Start at the entry line that contains "outline --target=dark tree" and stop after the line that contains "POLYGON ((25 64, 25". Write out every line in that span, requests included, moving each vertex coordinate in the answer polygons by -46.

[Recorded data]
>> Start

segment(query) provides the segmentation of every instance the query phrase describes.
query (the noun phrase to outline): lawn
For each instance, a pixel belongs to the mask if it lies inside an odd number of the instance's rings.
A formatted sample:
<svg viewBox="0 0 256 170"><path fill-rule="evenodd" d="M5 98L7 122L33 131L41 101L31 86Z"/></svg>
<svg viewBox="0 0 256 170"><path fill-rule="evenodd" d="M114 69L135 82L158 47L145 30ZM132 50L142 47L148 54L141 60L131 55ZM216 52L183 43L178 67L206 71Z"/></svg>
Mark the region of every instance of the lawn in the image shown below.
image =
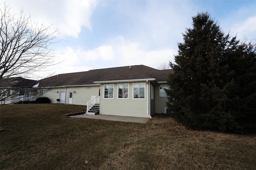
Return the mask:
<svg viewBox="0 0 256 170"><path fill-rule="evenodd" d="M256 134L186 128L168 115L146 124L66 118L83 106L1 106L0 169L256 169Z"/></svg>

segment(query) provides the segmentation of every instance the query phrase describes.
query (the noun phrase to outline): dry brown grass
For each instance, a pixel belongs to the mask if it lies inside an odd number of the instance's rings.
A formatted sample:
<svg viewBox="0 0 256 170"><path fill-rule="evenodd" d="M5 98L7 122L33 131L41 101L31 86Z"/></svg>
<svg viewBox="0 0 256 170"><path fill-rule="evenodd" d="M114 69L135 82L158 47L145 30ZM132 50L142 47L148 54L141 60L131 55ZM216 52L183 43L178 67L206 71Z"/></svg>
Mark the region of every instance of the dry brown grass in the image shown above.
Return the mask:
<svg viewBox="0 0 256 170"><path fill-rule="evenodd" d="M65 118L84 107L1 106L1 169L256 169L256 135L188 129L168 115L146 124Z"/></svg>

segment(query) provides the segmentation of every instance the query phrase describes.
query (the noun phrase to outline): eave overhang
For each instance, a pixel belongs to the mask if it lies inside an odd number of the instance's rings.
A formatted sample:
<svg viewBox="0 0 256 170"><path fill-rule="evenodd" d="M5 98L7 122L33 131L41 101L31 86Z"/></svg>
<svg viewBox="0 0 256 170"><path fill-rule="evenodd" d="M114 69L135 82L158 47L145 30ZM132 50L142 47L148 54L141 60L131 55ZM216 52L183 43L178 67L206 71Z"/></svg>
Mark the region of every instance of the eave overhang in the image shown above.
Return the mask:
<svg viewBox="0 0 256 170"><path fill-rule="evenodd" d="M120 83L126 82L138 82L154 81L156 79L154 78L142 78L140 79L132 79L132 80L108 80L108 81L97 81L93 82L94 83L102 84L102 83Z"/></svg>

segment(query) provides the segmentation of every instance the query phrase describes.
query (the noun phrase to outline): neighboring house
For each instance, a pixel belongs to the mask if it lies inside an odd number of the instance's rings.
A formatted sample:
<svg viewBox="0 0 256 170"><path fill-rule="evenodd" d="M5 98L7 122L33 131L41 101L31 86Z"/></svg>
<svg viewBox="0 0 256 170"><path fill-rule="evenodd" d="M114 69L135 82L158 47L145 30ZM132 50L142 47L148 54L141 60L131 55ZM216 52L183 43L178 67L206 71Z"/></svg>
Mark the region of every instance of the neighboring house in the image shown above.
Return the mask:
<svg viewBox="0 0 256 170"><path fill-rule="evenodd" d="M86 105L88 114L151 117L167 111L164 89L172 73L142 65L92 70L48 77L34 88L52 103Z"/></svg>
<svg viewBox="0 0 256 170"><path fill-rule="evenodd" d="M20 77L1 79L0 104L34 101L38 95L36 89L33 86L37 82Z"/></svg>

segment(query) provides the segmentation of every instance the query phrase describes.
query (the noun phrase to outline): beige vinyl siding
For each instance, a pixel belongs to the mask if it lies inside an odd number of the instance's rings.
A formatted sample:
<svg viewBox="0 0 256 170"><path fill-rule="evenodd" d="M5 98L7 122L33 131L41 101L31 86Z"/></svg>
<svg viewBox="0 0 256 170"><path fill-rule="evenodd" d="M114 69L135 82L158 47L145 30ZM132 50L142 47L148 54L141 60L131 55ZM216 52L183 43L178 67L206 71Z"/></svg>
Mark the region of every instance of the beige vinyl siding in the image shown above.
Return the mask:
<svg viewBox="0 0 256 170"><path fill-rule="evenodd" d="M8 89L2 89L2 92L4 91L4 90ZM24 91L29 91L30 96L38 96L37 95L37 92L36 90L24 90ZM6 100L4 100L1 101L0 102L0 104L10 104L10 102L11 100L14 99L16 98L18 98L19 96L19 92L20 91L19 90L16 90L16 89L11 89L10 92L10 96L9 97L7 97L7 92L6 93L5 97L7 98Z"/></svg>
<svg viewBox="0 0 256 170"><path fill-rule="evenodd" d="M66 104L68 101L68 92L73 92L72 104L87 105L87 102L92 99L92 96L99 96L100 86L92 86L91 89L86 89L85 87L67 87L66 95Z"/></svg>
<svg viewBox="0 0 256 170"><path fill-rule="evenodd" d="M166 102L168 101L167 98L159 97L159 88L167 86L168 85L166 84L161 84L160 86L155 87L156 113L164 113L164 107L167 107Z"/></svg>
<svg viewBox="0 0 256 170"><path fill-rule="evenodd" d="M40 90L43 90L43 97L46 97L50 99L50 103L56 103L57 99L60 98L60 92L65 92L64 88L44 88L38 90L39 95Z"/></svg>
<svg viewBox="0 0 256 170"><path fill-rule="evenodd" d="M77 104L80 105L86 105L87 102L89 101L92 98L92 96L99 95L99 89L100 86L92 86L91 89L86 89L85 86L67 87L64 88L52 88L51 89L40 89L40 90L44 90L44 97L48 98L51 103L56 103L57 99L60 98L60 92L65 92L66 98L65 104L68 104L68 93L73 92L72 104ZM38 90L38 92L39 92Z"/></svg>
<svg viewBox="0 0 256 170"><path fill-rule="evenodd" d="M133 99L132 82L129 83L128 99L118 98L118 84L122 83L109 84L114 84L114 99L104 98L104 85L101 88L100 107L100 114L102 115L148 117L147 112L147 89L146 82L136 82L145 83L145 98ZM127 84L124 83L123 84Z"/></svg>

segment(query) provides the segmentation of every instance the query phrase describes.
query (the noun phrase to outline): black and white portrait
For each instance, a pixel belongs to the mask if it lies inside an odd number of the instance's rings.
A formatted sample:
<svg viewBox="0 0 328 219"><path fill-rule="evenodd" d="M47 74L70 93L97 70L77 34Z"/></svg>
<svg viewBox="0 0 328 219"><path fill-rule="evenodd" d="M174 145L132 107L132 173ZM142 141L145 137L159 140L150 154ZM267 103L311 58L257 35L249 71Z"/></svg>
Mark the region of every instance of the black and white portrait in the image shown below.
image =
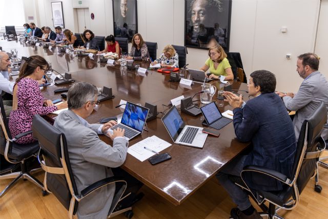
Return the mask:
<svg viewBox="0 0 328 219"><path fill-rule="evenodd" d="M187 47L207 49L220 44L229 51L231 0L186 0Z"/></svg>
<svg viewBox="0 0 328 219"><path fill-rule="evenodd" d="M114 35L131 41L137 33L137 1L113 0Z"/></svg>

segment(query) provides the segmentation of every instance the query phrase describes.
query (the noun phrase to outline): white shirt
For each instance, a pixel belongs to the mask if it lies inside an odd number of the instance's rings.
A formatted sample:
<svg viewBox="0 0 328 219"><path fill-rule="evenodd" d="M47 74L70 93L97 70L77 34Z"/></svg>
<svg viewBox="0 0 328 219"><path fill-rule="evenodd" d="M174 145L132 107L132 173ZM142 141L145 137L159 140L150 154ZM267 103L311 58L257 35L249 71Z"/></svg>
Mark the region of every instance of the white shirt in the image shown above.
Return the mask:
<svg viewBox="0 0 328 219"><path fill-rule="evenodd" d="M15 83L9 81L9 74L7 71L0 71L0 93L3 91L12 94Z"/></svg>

>> End
>> Start

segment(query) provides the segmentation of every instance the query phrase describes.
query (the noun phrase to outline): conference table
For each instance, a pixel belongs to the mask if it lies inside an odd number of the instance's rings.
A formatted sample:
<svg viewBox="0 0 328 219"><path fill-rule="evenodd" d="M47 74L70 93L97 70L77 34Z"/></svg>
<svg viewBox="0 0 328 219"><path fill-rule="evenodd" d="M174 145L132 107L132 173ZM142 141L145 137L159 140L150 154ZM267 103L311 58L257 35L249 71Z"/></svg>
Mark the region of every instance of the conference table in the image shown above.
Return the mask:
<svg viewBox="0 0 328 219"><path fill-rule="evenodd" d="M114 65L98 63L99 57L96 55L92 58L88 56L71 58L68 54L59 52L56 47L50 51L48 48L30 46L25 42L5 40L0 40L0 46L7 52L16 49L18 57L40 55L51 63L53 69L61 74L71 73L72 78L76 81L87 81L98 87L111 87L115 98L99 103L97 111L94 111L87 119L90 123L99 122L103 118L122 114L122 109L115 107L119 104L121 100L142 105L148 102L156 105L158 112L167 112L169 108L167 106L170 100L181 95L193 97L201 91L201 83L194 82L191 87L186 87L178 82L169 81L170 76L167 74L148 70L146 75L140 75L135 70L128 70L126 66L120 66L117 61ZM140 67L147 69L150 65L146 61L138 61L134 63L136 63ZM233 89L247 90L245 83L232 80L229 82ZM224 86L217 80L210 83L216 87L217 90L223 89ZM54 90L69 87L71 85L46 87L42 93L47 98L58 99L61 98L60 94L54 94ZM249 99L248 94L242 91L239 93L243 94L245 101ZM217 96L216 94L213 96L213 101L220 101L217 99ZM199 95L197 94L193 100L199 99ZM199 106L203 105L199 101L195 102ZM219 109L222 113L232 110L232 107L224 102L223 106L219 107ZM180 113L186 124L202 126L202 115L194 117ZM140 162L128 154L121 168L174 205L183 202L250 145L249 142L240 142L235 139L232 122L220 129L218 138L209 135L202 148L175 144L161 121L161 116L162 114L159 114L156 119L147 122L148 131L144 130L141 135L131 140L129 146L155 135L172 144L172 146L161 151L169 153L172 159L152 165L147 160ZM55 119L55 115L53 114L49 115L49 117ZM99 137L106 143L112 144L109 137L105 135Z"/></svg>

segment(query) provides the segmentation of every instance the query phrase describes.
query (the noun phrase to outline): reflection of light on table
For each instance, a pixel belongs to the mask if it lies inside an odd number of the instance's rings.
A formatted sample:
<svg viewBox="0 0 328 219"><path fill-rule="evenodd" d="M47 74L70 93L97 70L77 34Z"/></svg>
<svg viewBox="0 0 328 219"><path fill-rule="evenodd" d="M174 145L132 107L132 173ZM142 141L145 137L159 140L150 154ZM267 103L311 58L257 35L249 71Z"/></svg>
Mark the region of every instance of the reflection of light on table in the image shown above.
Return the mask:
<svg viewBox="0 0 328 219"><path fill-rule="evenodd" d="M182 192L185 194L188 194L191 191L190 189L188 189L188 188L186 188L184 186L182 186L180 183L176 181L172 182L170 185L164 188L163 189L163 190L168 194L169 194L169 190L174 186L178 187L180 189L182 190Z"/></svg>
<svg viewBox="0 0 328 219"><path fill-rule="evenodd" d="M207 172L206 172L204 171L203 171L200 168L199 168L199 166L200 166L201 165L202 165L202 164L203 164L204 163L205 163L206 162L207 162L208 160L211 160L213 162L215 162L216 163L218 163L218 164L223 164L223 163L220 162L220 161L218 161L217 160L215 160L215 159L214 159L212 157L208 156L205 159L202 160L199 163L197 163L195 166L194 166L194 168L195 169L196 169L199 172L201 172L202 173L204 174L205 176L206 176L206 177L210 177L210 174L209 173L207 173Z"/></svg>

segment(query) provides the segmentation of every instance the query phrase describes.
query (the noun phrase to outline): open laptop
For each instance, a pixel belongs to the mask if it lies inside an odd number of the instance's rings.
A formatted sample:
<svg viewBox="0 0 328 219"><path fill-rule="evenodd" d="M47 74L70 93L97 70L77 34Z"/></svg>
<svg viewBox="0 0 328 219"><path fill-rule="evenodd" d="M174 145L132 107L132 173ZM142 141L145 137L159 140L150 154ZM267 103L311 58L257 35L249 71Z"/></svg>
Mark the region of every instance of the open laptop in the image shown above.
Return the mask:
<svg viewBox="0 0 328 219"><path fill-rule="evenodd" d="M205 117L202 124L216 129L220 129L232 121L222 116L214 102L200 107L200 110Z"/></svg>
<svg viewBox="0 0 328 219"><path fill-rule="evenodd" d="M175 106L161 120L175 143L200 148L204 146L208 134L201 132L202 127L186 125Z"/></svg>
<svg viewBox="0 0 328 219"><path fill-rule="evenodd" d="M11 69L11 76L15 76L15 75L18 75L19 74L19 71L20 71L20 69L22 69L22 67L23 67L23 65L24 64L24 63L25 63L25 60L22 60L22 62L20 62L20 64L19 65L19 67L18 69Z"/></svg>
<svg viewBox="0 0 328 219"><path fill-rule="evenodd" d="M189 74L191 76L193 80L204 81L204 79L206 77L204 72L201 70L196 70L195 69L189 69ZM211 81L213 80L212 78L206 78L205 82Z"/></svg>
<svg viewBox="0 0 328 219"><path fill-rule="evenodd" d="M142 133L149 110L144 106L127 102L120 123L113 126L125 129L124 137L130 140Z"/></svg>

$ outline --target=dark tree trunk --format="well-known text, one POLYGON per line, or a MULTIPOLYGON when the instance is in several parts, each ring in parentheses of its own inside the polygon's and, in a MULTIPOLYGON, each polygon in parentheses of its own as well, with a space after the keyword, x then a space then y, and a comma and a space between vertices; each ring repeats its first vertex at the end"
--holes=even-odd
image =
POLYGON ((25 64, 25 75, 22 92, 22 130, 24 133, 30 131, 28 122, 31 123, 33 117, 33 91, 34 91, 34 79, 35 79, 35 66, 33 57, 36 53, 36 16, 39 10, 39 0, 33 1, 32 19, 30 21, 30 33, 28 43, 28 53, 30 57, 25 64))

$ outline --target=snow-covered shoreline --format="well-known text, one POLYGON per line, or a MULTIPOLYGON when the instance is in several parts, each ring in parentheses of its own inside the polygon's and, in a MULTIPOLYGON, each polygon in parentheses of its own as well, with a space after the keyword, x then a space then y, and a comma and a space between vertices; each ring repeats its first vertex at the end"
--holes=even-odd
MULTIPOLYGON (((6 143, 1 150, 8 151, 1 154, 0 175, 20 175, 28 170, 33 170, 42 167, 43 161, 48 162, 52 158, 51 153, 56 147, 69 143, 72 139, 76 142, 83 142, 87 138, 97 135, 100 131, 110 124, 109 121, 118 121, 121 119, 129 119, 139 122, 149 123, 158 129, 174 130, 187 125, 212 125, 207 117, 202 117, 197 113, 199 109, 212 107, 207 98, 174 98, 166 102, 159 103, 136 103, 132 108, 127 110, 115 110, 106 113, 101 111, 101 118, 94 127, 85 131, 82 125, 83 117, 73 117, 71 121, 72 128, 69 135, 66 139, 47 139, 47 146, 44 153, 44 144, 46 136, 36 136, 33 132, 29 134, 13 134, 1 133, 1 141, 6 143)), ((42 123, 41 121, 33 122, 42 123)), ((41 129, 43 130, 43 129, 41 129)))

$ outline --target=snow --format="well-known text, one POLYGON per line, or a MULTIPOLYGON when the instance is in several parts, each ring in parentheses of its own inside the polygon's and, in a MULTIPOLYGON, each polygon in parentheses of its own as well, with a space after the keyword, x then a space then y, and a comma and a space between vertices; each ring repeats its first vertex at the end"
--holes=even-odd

>> End
>> Start

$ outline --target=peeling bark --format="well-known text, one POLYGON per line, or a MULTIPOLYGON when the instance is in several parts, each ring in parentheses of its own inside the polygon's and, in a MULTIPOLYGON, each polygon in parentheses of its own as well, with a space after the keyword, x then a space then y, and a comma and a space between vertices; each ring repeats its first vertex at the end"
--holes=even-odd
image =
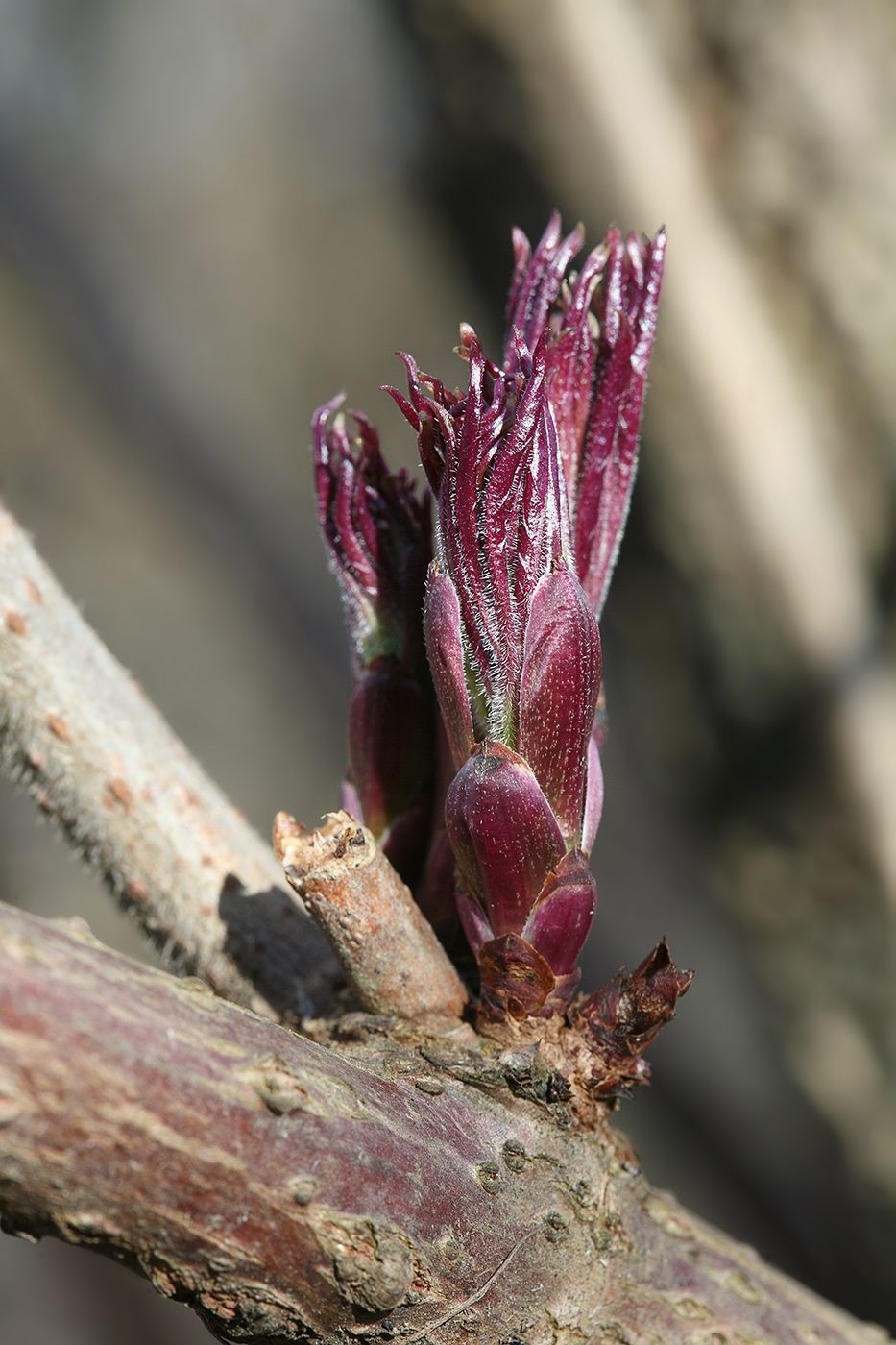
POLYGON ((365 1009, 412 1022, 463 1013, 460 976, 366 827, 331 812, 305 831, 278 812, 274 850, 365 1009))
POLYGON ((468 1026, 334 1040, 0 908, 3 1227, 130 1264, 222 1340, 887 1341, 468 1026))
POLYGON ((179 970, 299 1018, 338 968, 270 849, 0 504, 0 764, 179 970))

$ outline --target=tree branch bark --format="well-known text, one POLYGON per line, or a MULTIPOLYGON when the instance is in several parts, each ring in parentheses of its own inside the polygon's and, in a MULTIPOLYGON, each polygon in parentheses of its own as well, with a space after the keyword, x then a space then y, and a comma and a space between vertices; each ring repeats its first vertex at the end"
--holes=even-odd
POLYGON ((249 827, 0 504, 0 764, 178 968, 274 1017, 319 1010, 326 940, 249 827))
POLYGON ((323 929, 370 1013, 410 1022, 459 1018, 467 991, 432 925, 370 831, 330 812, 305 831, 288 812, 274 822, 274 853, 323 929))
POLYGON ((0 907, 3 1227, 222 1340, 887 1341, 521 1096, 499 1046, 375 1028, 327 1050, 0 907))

>> End

▸ Response to this task
$ outline --target=dark tree trunk --format="well-known text, one POLYGON per line, or a MULTIPOLYGON when the instance is in several parts, each ring in parentheses of its own inside the polygon's and, in a MULTIPOLYGON, each polygon in parentheses of its own as well, with a space after the keyword, x then a space then y, and a comma and a space between vertices; each ring repeats its first vertex at the end"
--holes=even-odd
image =
POLYGON ((-21 18, -21 29, -24 46, -24 84, -22 87, -16 85, -18 76, -15 77, -13 71, -13 45, -12 45, -12 33, -11 33, -11 20, -13 11, -10 7, -10 -30, -7 -36, -7 -46, -13 -45, -14 -27, -16 -25, -16 -13, -18 -3, -18 7, -16 11, -21 18))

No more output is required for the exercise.